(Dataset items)

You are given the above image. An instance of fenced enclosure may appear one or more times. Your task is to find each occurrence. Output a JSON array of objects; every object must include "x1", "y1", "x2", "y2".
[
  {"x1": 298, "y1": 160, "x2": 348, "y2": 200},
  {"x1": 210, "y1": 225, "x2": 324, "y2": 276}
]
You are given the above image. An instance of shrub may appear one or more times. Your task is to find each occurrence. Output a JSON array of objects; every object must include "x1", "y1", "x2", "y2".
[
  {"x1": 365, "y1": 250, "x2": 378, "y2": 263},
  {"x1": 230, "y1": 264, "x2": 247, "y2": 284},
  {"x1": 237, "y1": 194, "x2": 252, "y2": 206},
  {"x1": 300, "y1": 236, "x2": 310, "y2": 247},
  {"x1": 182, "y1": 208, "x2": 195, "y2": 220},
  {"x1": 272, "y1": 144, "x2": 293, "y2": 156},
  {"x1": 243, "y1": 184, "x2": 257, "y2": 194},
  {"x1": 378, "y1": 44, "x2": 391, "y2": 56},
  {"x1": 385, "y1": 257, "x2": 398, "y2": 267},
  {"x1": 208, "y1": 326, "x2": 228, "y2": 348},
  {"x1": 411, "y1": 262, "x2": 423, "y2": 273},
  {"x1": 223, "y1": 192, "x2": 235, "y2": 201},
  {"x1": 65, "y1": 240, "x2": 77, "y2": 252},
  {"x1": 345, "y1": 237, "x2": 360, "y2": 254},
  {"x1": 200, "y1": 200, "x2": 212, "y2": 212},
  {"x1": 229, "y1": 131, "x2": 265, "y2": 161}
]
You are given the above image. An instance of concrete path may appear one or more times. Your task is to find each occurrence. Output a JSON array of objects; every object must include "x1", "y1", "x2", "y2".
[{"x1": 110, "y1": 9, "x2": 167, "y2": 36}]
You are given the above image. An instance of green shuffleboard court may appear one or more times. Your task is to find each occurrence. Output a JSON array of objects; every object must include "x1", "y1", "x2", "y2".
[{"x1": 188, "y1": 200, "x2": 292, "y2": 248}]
--
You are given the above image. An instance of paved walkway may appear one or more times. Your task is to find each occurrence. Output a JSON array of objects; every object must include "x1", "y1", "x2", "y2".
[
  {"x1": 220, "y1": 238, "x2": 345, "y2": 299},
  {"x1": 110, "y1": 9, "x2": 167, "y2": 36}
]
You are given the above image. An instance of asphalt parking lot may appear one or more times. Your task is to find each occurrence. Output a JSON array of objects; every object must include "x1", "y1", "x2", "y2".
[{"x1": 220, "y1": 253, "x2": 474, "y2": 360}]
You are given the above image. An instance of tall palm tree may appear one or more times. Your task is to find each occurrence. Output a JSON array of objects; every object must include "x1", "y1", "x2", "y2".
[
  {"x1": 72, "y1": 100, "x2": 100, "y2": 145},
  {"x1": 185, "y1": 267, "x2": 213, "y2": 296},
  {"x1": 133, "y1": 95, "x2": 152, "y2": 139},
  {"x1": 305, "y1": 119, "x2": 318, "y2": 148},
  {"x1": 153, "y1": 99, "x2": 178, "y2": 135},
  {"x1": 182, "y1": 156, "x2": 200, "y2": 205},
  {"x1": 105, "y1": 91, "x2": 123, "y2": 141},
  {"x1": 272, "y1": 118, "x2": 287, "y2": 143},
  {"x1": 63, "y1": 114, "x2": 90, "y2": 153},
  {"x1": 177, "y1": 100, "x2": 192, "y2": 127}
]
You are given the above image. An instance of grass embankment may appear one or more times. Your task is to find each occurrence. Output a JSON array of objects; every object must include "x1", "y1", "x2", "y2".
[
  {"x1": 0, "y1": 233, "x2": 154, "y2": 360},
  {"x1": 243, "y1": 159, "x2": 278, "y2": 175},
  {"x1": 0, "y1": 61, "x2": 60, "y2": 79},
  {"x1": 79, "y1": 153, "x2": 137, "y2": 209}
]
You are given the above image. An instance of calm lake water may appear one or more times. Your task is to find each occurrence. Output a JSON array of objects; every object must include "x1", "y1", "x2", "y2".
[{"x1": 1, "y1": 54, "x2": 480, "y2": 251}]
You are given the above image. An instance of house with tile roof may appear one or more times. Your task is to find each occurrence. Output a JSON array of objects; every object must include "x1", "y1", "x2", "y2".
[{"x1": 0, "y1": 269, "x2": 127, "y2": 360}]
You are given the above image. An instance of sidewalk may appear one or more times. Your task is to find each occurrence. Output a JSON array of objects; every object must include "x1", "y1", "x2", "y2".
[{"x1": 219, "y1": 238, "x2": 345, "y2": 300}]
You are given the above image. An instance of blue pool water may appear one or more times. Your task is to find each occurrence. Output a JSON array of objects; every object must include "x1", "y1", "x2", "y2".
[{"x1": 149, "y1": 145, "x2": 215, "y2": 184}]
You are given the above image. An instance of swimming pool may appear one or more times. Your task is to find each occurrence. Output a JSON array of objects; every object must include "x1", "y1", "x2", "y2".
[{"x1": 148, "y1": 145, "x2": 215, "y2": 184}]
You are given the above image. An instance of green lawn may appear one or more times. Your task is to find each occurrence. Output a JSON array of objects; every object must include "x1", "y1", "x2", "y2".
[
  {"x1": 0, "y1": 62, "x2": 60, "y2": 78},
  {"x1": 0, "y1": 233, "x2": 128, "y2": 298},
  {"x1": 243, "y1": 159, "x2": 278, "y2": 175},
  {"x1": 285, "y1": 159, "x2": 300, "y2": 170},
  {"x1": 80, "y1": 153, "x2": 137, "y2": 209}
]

## [Task details]
Collect every line of the listing that contains the string "pool", treating uppercase and lowercase as different.

## [Written reply]
You are given the above image. An instance of blue pool water may appear one or more times. Your task is to find each occurrence. Output a JSON array of objects; every object must include "x1", "y1", "x2", "y2".
You are given the above image. An instance of swimming pool may appear one or more times. Your task is to find each occurrence. Output a JSON array of objects; every object must include "x1", "y1", "x2", "y2".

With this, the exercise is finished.